**Given text:**
↓

# Oliver & the Beaver



## Gwen (Aug 9, 2007)

The weather is great & we decided to go for a good walk in a local forest that we've been in many times. The boys can run off lead & get a really good exercise & there are enough hills and climbing over rocks that WE get a good exercise as well. Those were the plans anyway.

Oliver & Nyg ran right into the pond for a swim but a beaver has moved in. .....and a bold beaver at that. The boys both swam after the beaver & he kept splashing his tail to get them to follow him. The beaver does that to lure the intruders (Oliver & Nyg) away from their young. We felt that they'd chased the beaver long enough & we wanted to get on our way. Nyg came to us on command but stubborn Oliver refused. He kept chasing that beaver & the beaver was getting bolder & bolder. Oliver actually got hit on the face with the tail. We called & called for Oliver but he ignored us. When we did get him coming our way, the *&%%$#* beaver would slap his tail & Oliver would turn & chase.

↑

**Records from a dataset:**
↓

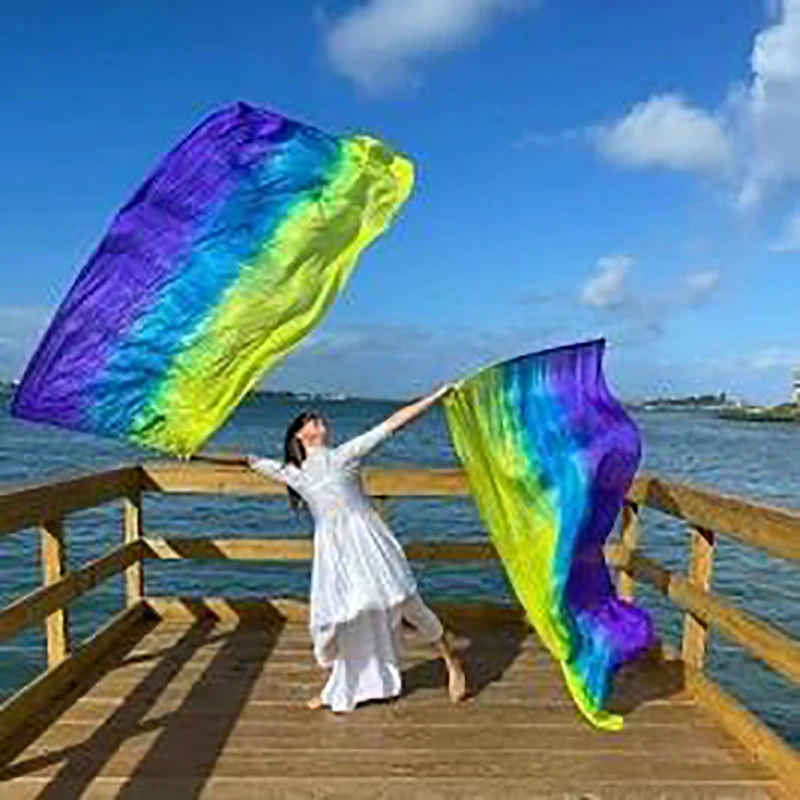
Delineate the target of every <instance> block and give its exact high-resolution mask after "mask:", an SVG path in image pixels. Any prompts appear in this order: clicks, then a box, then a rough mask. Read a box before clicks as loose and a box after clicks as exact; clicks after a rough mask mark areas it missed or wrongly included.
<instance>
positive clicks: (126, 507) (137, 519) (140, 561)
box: [123, 488, 144, 607]
mask: <svg viewBox="0 0 800 800" xmlns="http://www.w3.org/2000/svg"><path fill="white" fill-rule="evenodd" d="M123 503H124V507H125V544H130V543H132V542H138V543H139V544H140V546H141V542H142V535H143V526H142V491H141V489H138V488H137V489H134V490H133V491H131V492H130V493H129V494H128V495H126V497H125V499H124V500H123ZM142 556H143V553H142V551H141V550H140V552H139V559H138V560H137V561H136V562H135V563H134V564H131V565H130V566H129V567H128V568H127V569H126V570H125V598H126V602H127V605H128V606H129V607H130V606H134V605H136V604H137V603H138V602H140V601H141V600H142V598H143V597H144V569H143V563H142Z"/></svg>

↑

**Activity list:**
**A.** From the forum post about Oliver and the beaver, reproduce the passage starting with "The weather is" and going on through "the plans anyway.".
**B.** Answer these questions using the forum post about Oliver and the beaver:
(i) Where did the writer decide to go for a walk?
(ii) Which dog came back on command?
(iii) According to the post, why does the beaver splash its tail?
**C.** Carry on with the forum post about Oliver and the beaver, starting after its last sentence.

**Responses by item number:**
**A.**
The weather is great & we decided to go for a good walk in a local forest that we've been in many times. The boys can run off lead & get a really good exercise & there are enough hills and climbing over rocks that WE get a good exercise as well. Those were the plans anyway.

**B.**
(i) A local forest they had been in many times.
(ii) Nyg.
(iii) To lure the intruders (Oliver and Nyg) away from its young.

**C.**
We could see that Oliver was tiring (the beaver was as well) & we were concerned that he would get caught in the swamp grasses & it would be almost impossible for us to get to him if he had any problems. As well, we've been a little over protective since he had the seizure last long weekend. Ron finally got some rocks & threw them into the water to get Oliver's attention. It worked but Ron had to virtually DRAG him out of the water. Oliver was exhaused & encrusted in swamp mud and vegetation. We headed back to the van for the ride home instead of completing our walk.

When we arrived home, the first stop was the kiddie swimming pool in the yard to get them cleaned up a bit before the actual bath. Normally, Oliver & Nyg both love that pool but Oliver refused to go in it. I made him & paid for it by getting soaking wet. I commanded him to sit & told him "Down" but he braced himself - I had to virtually lie on him and slide his frong legs out from underneath him to get him down to try to get him cleaned. When he was down, I had to put my chest across him to keep him in the clean water. :uhoh::uhoh::uhoh: In the meantime, Nyg is sitting and going down each & every time I gave a command to Oliver. :smooch::smooch: Nyg is 17 months & Oliver is 38 Months!!!!!!!!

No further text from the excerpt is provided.